**What is asked**.
1. In the Pugh v. Trierweiler opinion, which claim of Plaintiff Pugh will the Court order served?
2. Could you pick up the Pugh v. Trierweiler opinion after its last sentence and carry it on?

**Document**.

Source: http://www.leagle.com/decision/In%20FDCO%2020170317D08/PUGH%20v.%20TRIERWEILER
Timestamp: 2017-07-26 14:35:40
Document Index: 498668323

Matched Legal Cases: ['§ 1983', '§ 1983', '§ 1983', '§ 1915', '§ 1997', '§ 1655', '§ 1915', '§ 1915', '§ 1915', '§ 1915', '§ 1983', '§ 1983', '§ 600']

PUGH v. TRIERWEILER | Case No. 1:16-cv-1391. ... | Leagle.com
PUGH v. TRIERWEILER
Case No. 1:16-cv-1391.
TERRANCE PUGH et al., Plaintiffs,
TONY TRIERWEILER et al., Defendants.
Applicable Law: 42 U.S.C. § 1983 Cause: 42 U.S.C. § 1983 Prisoner Civil Rights Nature of Suit: 555 Prisoner: Prison Condition Source: PACER
Terrance Pugh, plaintiff, Pro Se.
PAUL L. MALONEY, District Judge.
This is a civil rights action brought by two state prisoners pursuant to 42 U.S.C. § 1983. The Court has granted Plaintiffs leave to proceed in forma pauperis. Under the Prison Litigation Reform Act, PUB. L. NO. 104-134, 110 STAT. 1321 (1996), the Court is required to dismiss any prisoner action brought under federal law if the complaint is frivolous, malicious, fails to state a claim upon which relief can be granted, or seeks monetary relief from a defendant immune from such relief. 28 U.S.C. §§ 1915(e)(2), 1915A; 42 U.S.C. § 1997e(c). The Court must read Plaintiff's pro se complaint indulgently, see Haines v. Kerner, 404 U.S. 519, 520 (1972), and accept Plaintiff's allegations as true, unless they are clearly irrational or wholly incredible. Denton v. Hernandez, 504 U.S. 25, 33 (1992). Applying these standards, Plaintiff Wright will be dismissed without prejudice for failure to comply with the Court's order to file an amended complaint. The Court will order service of Plaintiff Pugh's claim against Defendant Thompson for withholding religious materials and Plaintiff Pugh's remaining claims will be dismissed without prejudice for improper joinder.

**Data extract**.
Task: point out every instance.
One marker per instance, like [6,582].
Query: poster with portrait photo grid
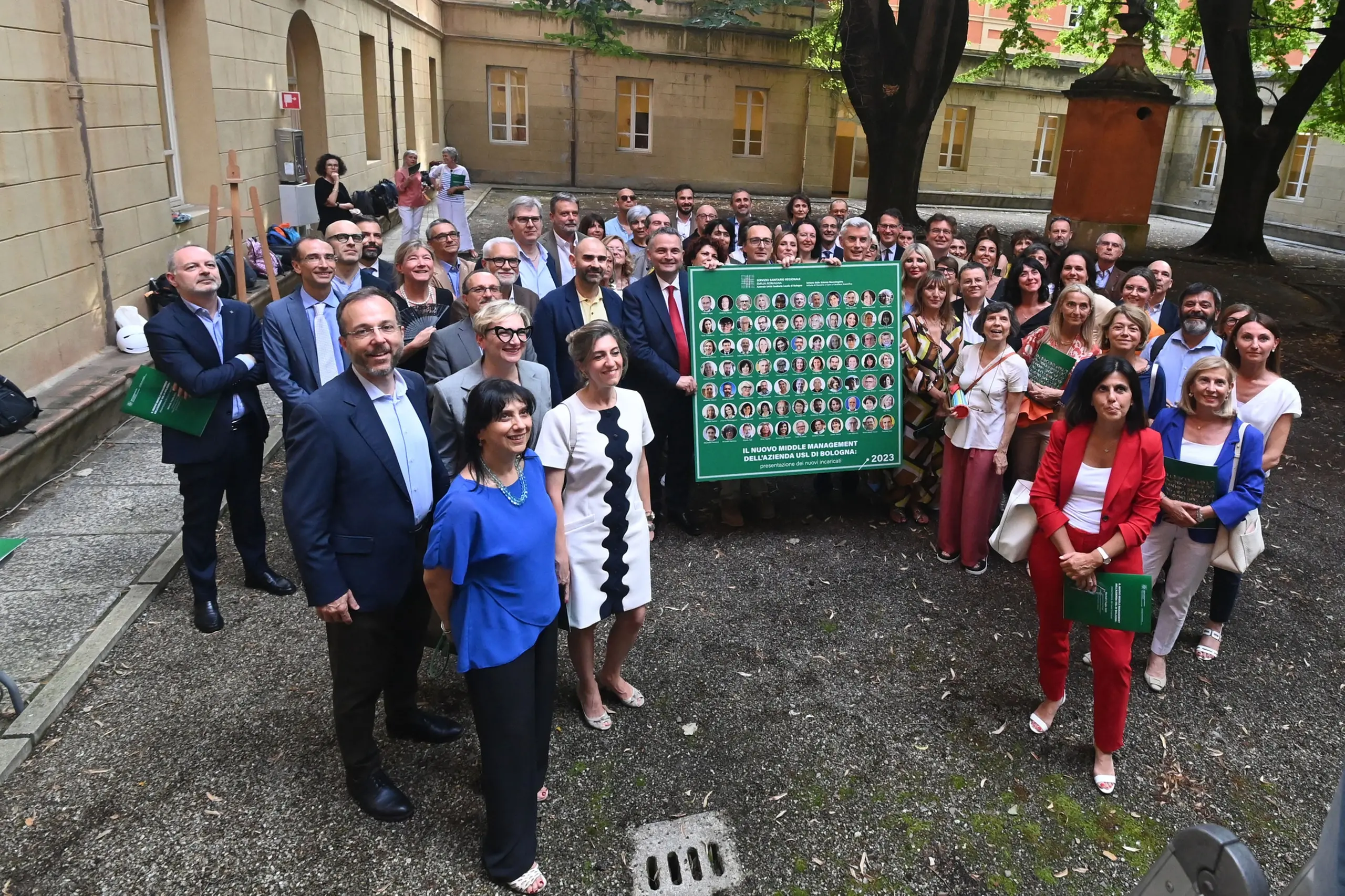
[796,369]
---
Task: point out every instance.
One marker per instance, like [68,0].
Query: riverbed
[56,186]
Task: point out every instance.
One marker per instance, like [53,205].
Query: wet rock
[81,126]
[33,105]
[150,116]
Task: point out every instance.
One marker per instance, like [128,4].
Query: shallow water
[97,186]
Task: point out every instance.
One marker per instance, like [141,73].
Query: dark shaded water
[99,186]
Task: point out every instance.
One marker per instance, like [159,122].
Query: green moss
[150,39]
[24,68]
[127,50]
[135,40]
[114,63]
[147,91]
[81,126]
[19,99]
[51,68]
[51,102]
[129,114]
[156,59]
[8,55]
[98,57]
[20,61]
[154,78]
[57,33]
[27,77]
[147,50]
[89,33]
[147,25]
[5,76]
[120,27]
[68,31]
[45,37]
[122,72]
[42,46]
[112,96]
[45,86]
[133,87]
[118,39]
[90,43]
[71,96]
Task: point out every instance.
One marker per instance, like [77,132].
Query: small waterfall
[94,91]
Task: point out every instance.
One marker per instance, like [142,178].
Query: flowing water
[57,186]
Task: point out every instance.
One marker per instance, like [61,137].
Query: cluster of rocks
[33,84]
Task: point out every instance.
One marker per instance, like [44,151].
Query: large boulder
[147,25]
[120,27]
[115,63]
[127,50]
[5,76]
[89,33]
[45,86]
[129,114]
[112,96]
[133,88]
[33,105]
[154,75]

**Written responses**.
1. His claim against Defendant Thompson for withholding religious materials.

2.
Plaintiffs Pugh and Wright currently are incarcerated in the Baraga Correctional Facility and the St. Louis Correctional Facily, respectively, but the events giving rise to their complaint occurred while they were both housed at the Bellamy Creek Correctional Facility (IBC). The following IBC employees are named as Defendants in the amended complaint (ECF No. 10): Warden Tony Trierweiler; Deputy Wardens John Davids and Joe Macauley; Chaplain Dan Thompson; Facility Manager Arleen Edwards; Sergeants Nicesweiss and (unknown) Stump; Corrections Officers (unknown) Kerr, (uknown) Emery, (unknown) Anderson, (unknown) Walls, (unknown) Burch, (unknown) Cartwell, (unknown) Brooks, (unknown) Raymond, (unknown) Bussinger, (unknown) Simon, (unknown) Schaffer, (unknown) Shattuck, (unknown) Hall and (unknown) Longquist; Assistant Resident Unit Supervisors P. Fleck and (unknown) Avery; Resident Unit Managers R. Wright and (unknown) Buchane; and Grievance Coordinator M. Robinson. The amended complaint also names "Trinity Food Service, FSD, and AFSD, S.P. Sallese, and E. Klein," who provide privatized food services at IBC. (Am. Compl., ECF No. 10, PageID. 141.)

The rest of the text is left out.